**LISTING**
=-=-=

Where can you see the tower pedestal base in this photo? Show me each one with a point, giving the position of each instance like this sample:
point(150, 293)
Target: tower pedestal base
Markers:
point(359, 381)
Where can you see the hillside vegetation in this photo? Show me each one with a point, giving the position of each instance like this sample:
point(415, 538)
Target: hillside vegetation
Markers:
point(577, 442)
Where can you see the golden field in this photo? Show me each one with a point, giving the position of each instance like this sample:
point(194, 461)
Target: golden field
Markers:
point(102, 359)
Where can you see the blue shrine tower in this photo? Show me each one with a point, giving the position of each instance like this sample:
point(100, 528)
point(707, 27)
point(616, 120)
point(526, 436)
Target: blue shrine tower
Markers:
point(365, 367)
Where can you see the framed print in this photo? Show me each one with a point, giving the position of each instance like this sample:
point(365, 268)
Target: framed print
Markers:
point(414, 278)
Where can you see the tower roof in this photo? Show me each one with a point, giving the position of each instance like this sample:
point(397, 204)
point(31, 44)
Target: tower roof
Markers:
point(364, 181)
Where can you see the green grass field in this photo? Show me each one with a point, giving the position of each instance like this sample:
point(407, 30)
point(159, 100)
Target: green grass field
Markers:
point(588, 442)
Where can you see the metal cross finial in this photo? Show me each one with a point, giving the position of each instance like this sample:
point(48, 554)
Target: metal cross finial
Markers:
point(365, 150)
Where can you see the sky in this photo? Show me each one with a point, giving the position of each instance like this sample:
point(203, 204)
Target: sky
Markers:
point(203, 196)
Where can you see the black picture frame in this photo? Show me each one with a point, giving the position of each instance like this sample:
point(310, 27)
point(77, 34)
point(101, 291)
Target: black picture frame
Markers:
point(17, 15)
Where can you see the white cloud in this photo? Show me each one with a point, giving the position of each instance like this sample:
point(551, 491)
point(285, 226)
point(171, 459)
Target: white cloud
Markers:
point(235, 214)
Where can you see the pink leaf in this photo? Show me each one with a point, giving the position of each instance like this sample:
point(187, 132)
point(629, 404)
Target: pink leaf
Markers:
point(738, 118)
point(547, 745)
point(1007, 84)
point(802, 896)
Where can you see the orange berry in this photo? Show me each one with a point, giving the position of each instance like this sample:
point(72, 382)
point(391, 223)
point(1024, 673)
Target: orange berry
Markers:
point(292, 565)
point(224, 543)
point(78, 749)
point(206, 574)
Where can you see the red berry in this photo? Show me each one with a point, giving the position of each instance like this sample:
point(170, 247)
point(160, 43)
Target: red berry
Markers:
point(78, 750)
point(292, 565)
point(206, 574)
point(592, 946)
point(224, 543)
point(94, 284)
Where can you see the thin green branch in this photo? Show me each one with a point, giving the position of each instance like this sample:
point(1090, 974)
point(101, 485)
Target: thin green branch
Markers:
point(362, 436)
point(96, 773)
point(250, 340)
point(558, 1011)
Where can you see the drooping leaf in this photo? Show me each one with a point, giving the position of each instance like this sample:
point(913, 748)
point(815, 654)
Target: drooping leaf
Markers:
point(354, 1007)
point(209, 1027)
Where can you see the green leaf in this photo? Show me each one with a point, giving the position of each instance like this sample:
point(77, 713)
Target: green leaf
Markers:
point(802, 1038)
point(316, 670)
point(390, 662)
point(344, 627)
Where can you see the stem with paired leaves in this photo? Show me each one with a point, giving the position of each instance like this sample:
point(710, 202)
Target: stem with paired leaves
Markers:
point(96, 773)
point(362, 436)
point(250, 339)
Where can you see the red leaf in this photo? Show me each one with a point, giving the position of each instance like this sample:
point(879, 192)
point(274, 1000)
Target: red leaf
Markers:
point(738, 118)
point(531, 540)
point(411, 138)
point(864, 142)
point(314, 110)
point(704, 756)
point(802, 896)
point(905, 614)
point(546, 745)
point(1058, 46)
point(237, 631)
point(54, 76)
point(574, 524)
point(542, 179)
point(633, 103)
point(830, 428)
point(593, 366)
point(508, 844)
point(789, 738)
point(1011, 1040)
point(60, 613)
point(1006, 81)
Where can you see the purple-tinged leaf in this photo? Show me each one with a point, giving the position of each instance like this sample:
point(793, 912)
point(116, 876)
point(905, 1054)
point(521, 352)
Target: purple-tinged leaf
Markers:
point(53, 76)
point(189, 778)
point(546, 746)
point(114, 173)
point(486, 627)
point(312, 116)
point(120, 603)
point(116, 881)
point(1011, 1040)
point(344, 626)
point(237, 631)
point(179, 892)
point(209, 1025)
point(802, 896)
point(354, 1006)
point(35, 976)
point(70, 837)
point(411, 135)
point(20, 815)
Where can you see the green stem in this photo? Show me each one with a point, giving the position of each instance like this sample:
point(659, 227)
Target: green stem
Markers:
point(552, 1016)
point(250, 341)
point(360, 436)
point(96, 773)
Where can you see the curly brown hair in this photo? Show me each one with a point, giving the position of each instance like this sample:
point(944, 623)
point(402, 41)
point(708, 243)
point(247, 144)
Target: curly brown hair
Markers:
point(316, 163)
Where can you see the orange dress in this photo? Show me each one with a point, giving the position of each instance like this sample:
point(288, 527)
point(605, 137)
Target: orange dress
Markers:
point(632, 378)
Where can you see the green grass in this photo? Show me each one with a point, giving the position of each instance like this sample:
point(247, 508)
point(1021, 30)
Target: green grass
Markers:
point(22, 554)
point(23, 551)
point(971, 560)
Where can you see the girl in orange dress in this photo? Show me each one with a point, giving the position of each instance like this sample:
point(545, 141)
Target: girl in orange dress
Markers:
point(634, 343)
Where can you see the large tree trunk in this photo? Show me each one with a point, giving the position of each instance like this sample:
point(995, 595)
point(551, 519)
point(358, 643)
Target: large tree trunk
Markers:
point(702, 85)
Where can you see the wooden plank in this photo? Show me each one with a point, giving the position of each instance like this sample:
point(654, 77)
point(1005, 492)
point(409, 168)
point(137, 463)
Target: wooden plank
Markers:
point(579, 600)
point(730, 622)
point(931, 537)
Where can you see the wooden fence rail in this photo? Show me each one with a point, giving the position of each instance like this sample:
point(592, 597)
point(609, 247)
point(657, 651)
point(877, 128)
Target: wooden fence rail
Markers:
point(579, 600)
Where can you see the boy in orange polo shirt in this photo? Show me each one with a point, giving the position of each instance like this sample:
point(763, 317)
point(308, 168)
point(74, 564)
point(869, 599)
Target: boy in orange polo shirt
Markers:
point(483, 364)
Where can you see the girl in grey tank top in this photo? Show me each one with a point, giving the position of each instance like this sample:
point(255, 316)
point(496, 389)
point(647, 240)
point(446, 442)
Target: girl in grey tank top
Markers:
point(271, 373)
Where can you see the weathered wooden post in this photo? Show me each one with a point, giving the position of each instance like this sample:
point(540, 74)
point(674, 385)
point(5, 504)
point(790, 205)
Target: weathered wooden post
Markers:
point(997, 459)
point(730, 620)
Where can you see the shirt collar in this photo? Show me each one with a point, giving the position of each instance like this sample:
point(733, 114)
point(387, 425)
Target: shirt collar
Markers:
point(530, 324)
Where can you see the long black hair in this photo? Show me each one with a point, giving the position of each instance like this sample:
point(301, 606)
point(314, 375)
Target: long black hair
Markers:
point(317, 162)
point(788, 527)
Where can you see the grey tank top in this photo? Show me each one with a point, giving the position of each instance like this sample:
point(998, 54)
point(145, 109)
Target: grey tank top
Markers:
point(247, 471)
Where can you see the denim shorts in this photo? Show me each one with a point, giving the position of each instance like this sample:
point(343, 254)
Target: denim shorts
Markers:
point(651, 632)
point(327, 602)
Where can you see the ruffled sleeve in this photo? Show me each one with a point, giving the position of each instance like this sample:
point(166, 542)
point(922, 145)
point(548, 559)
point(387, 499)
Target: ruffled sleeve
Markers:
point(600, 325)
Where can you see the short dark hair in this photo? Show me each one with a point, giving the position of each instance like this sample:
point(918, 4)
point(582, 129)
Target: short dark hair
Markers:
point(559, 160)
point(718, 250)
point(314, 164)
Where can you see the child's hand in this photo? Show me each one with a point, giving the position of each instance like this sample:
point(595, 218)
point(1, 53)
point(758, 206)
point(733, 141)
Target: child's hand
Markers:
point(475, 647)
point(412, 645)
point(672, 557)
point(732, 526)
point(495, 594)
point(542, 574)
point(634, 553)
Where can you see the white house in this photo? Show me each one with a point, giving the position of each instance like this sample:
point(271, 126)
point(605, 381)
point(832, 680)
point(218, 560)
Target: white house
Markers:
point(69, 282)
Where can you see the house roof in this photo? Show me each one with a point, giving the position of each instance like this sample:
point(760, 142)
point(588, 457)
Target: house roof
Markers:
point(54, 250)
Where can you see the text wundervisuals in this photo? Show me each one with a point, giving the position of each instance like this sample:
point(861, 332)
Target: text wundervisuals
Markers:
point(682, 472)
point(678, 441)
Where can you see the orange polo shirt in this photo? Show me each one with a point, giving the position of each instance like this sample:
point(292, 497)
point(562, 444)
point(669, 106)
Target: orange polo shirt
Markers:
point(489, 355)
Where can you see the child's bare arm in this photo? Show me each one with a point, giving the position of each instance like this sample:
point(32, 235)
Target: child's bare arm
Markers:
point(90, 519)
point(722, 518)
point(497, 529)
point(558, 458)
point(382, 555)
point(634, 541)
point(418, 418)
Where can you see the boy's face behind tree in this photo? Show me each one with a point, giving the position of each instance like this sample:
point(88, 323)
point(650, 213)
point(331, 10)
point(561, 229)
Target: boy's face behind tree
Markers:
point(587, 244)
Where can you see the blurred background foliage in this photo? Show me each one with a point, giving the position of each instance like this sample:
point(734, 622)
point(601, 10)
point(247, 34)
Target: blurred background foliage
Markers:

=-=-=

**PROBLEM TO WORK ON**
Copy out only the records starting at the line that contains "Where can you see the text" and ending at the line that contains "point(489, 355)", both lines included, keeping the requests and their sample points unchanged. Multiply every coordinate in the answer points by 0.6, rounding to the nearest whole number with halves rounded up.

**OUTPUT FOR THIS EXERCISE**
Where can you see the text wundervisuals in this photo? Show me each one with a point, giving the position of each instance like this sample:
point(861, 332)
Target: text wundervisuals
Markers:
point(409, 283)
point(407, 265)
Where can you see the orange polo shirt in this photo? Show me each one with a point, giving the position of each instance like this sample:
point(292, 497)
point(562, 444)
point(669, 106)
Target: orange polo shirt
Markers:
point(293, 213)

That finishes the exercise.